» STATED GOAL
Could you give the material again, starting with the line with "[point] every instance of the flower" and going on through the end of the material, requests included, and increase every coordinate in the answers by 65? Leave the pictures out.

BEGIN LISTING

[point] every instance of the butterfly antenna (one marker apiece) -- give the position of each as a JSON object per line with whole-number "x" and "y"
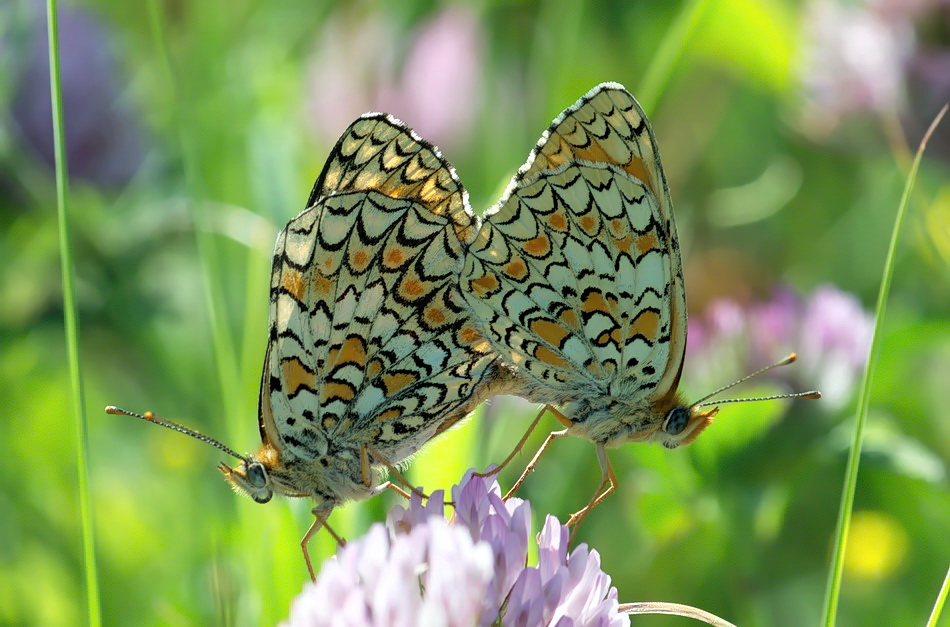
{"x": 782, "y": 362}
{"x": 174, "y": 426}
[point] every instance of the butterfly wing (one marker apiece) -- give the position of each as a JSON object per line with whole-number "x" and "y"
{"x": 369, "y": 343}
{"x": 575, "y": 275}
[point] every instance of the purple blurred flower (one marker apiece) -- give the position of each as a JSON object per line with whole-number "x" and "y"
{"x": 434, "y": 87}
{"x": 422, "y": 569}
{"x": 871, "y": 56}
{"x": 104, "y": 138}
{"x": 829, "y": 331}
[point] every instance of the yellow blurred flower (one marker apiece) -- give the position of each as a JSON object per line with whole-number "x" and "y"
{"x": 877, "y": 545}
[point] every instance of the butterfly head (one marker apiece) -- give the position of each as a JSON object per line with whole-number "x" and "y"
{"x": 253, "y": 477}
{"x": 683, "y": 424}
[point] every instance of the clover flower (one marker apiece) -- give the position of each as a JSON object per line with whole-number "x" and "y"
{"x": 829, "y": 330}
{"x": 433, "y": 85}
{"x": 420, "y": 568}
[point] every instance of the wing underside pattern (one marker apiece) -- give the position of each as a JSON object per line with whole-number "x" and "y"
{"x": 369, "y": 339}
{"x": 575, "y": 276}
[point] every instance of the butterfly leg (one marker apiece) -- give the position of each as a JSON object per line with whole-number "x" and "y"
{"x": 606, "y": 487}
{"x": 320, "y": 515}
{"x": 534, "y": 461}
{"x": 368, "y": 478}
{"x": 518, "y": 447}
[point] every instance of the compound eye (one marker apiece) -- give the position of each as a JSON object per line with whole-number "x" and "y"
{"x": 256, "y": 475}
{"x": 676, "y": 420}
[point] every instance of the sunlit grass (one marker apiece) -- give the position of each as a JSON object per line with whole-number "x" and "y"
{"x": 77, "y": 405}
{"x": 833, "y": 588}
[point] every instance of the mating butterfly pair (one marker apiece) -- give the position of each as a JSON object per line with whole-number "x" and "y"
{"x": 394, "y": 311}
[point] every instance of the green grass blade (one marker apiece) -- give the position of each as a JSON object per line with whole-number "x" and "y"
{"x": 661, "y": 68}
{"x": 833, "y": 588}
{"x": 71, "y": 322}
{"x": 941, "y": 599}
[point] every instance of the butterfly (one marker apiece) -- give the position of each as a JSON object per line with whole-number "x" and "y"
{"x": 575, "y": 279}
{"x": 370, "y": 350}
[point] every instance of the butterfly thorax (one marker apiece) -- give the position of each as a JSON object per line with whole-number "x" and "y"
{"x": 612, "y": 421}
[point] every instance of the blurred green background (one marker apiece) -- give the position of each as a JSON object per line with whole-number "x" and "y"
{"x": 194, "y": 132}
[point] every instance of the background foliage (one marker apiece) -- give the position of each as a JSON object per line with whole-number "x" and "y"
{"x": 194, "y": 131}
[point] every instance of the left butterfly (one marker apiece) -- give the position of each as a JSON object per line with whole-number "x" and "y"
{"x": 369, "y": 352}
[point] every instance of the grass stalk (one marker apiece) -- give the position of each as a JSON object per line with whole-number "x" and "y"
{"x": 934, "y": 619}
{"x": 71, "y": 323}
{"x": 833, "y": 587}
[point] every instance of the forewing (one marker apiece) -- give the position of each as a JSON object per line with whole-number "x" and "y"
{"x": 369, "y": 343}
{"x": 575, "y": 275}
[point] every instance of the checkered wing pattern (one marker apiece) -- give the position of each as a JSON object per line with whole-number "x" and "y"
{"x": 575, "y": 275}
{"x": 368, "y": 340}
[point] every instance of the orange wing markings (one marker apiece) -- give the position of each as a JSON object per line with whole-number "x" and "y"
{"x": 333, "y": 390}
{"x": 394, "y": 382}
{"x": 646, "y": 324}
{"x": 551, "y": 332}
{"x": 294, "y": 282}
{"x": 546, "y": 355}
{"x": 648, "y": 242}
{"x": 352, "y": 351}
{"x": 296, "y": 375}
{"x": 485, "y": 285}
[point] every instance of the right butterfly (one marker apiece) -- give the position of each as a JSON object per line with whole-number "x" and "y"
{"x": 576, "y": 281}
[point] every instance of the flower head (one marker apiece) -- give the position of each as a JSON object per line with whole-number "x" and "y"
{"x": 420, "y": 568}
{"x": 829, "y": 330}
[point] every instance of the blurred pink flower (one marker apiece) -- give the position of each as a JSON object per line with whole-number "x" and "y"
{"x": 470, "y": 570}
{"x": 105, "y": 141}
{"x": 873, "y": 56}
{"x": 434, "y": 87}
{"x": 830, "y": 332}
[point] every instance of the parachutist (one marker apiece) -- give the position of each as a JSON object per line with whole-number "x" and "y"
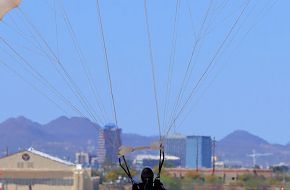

END LISTING

» ANSWER
[point] every instance of the flower head (one marker apiece) -- give the position of each as a JSON object per line with whole-number "x" and "y"
{"x": 485, "y": 633}
{"x": 894, "y": 395}
[point] every instance of the blurred pink flower (one marker apiece) -- give the position of each as a JSON object per line with whole-number "x" and "y"
{"x": 535, "y": 635}
{"x": 170, "y": 206}
{"x": 938, "y": 121}
{"x": 499, "y": 152}
{"x": 895, "y": 397}
[point] every instance of the parachutist (one marker apiece) -- give the position of each as a JSON object per line with whole-number "x" and "y"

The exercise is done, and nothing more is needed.